■ **WHAT IS ASKED**
Output every line of the data exactly as it appears.

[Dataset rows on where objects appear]
# # # # # # #
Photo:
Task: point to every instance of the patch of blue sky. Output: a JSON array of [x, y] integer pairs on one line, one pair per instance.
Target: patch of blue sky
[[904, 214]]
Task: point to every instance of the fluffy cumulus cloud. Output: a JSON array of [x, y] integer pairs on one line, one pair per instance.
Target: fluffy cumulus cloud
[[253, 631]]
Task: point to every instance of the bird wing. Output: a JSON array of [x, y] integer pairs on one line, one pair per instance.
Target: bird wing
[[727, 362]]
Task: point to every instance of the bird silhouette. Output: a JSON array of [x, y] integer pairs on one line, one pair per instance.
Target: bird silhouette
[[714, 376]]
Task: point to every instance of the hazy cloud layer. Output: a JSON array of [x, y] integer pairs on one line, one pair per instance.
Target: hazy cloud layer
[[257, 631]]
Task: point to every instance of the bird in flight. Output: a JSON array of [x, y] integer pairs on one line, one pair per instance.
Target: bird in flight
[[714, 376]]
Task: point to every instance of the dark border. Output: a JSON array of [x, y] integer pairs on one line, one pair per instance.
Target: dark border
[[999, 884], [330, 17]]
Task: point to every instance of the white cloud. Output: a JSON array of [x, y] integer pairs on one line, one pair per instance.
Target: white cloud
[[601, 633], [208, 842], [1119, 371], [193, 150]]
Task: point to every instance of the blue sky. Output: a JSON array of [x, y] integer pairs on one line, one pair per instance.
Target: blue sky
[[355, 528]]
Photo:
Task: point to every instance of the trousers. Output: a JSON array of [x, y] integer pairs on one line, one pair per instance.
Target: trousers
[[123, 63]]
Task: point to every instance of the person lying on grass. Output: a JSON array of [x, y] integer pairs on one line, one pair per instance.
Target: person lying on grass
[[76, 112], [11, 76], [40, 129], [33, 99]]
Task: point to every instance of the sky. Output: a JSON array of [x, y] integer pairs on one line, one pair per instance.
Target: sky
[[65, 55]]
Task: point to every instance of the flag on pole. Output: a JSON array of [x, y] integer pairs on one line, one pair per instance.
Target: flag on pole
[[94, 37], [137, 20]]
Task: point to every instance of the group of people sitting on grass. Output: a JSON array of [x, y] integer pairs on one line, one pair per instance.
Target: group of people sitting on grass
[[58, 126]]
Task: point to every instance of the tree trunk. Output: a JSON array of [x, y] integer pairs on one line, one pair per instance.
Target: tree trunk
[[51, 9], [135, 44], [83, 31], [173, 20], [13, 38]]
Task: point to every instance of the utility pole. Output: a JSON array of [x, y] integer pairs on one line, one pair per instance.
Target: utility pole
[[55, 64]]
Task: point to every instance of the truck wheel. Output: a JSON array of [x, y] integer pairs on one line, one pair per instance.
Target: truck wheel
# # # # # # #
■ **SOLVED PROBLEM**
Photo:
Task: point to every instance of the patch of blue sky. Output: a JSON array of [x, y] integer pairs on one line, one pair per instance.
Target: patch of blue sky
[[904, 214]]
Task: point to every instance of the fluffy cumulus cloud. Output: a JSON array of [x, y] integer pairs on one line, one pair per instance.
Target: fluffy cumulus cloud
[[253, 631]]
Task: point to every instance of the bird wing. Output: a JSON array of [x, y] integer pairs on one line, one pair per instance.
Target: bird wing
[[727, 362]]
Task: point to every instance of the bird silhouette. Output: a JSON array of [x, y] integer pairs on one line, one pair per instance.
Target: bird silhouette
[[714, 376]]
Task: point to every instance of the hazy cloud layer. Output: a JSON array of [x, y] integer pairs on one line, one pair per instance.
Target: hazy cloud layer
[[257, 631]]
Task: point to every instance of the bird in flight. Output: a JSON array of [x, y] integer pairs on one line, one pair per instance.
Target: bird in flight
[[714, 376]]
Task: point to every instance of the dark border. Output: a JSON array of [x, y] integer pairs on one line, one pair per instance.
Target: dark border
[[999, 884], [330, 17]]
Task: point to every instance of the white cloud. Output: a JSON array of [x, y] integer pairs on one line, one pair per instance.
Target: white cloud
[[601, 633], [208, 842], [1119, 371], [193, 150]]
Task: point to every instance of the blue sky. Output: a JSON array of [x, y] integer pairs on one line, one pair per instance.
Target: blue sky
[[355, 528]]
Photo:
Task: point to every instance of the trousers. Output: a JSON array of [x, y] integer pairs on one line, one pair per instance.
Target: trousers
[[123, 63]]
Task: point to every instance of the person lying on grass. Output: a JSON array of [x, y] integer pairs on one line, one pair per instance.
Target: person lying on grass
[[76, 112], [11, 76], [40, 129], [33, 99]]
Task: point to every instance of the sky. Output: a JSON array of [x, y] integer pairs on one line, one pair per instance.
Target: sky
[[65, 55]]
Task: point to every instance of the flag on pole. Output: a JSON array of [x, y] integer pairs on one line, one pair per instance.
Target: flag on pole
[[94, 37], [137, 20]]
Task: point to every instance of the group of people sitting on grass. Output: a JSON array of [x, y] integer pairs on one line, one pair per instance.
Target: group of people sitting on grass
[[58, 126]]
Task: point to every instance of the tree trunk. Output: a JSON array of [x, y] integer pairs on one line, one pair per instance.
Target: tree trunk
[[51, 9], [135, 44], [83, 31], [173, 20], [13, 38]]
Task: point to every instance of the utility pole. Output: a JSON array of [x, y] integer pairs on one line, one pair per instance.
Target: utility pole
[[55, 64]]
Task: point to every instance of the truck wheel. Output: a JSON array of [x, y] integer pairs on one line, one pair per instance.
Target: truck wheel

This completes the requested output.